→ **TASK INSTRUCTIONS**
Please collect every line in the rows below that contains the word "football" and copy each of those lines in full.

→ **SOURCE DATA**
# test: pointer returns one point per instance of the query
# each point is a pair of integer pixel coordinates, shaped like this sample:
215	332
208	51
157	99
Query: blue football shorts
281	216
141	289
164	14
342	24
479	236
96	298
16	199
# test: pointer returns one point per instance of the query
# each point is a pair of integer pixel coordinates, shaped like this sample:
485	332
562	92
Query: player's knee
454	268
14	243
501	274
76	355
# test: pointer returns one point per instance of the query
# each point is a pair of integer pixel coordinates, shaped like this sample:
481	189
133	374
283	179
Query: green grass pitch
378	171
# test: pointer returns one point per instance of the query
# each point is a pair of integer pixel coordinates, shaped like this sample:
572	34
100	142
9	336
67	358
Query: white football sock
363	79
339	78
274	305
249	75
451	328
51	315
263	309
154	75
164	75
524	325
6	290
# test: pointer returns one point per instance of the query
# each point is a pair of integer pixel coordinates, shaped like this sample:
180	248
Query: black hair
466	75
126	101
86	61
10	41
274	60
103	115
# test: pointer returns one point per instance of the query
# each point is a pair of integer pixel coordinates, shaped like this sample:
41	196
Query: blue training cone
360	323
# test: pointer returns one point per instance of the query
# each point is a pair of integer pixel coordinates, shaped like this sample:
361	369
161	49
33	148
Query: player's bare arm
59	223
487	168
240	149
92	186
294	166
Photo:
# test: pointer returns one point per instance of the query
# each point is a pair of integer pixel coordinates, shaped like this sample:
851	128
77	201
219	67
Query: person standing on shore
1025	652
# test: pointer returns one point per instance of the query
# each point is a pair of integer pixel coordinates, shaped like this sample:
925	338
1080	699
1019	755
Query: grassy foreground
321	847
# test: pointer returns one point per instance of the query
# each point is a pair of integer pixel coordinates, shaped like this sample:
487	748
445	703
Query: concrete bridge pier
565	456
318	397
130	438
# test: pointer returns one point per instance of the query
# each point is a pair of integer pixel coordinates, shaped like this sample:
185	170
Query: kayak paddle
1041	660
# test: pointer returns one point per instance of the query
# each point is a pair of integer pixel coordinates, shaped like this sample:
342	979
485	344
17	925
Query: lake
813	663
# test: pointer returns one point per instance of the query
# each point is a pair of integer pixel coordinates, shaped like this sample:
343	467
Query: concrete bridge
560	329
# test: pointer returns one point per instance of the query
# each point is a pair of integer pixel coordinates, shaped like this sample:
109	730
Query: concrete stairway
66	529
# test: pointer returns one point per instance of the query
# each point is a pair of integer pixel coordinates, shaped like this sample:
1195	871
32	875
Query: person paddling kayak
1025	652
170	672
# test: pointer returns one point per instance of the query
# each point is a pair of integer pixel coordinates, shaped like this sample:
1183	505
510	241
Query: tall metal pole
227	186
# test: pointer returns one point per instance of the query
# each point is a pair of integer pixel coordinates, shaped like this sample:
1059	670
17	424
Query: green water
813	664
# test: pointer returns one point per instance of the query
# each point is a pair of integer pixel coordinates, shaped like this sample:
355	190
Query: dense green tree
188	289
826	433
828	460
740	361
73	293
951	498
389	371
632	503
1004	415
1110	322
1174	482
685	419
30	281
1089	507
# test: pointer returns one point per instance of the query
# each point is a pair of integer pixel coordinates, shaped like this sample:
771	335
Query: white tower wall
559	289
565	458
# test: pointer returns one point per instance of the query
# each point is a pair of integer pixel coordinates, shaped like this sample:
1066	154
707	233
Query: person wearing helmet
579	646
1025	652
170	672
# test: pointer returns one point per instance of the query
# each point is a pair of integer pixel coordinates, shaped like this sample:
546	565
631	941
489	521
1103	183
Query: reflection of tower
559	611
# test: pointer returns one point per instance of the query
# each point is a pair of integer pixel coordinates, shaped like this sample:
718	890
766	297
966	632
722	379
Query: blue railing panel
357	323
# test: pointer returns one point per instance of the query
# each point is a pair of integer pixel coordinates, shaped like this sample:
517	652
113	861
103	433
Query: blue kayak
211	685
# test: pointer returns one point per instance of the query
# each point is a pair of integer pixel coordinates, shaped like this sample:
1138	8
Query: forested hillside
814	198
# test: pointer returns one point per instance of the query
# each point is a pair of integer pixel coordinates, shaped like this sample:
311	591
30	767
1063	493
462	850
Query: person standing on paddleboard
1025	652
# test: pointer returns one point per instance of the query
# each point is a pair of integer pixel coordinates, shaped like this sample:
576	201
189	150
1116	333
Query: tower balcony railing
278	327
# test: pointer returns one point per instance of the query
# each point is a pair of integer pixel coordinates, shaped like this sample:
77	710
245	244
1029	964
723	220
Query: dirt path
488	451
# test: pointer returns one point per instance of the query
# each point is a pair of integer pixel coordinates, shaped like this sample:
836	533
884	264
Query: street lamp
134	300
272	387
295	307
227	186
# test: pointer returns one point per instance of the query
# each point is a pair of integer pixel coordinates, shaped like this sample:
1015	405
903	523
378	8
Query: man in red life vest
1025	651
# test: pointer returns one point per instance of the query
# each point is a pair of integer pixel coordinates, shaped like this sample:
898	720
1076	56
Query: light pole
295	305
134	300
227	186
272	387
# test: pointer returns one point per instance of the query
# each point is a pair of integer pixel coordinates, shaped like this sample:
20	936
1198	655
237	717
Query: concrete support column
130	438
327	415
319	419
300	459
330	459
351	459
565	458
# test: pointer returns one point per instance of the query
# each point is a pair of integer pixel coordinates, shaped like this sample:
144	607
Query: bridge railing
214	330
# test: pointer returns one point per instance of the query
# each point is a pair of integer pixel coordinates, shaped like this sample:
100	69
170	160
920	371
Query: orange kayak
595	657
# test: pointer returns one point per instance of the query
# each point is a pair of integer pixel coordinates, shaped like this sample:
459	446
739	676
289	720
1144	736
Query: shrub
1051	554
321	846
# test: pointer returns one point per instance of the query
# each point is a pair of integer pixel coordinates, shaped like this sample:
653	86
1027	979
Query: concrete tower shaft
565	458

→ **ANSWER FOR THE TASK**
Query: blue football shorts
Query: white football sock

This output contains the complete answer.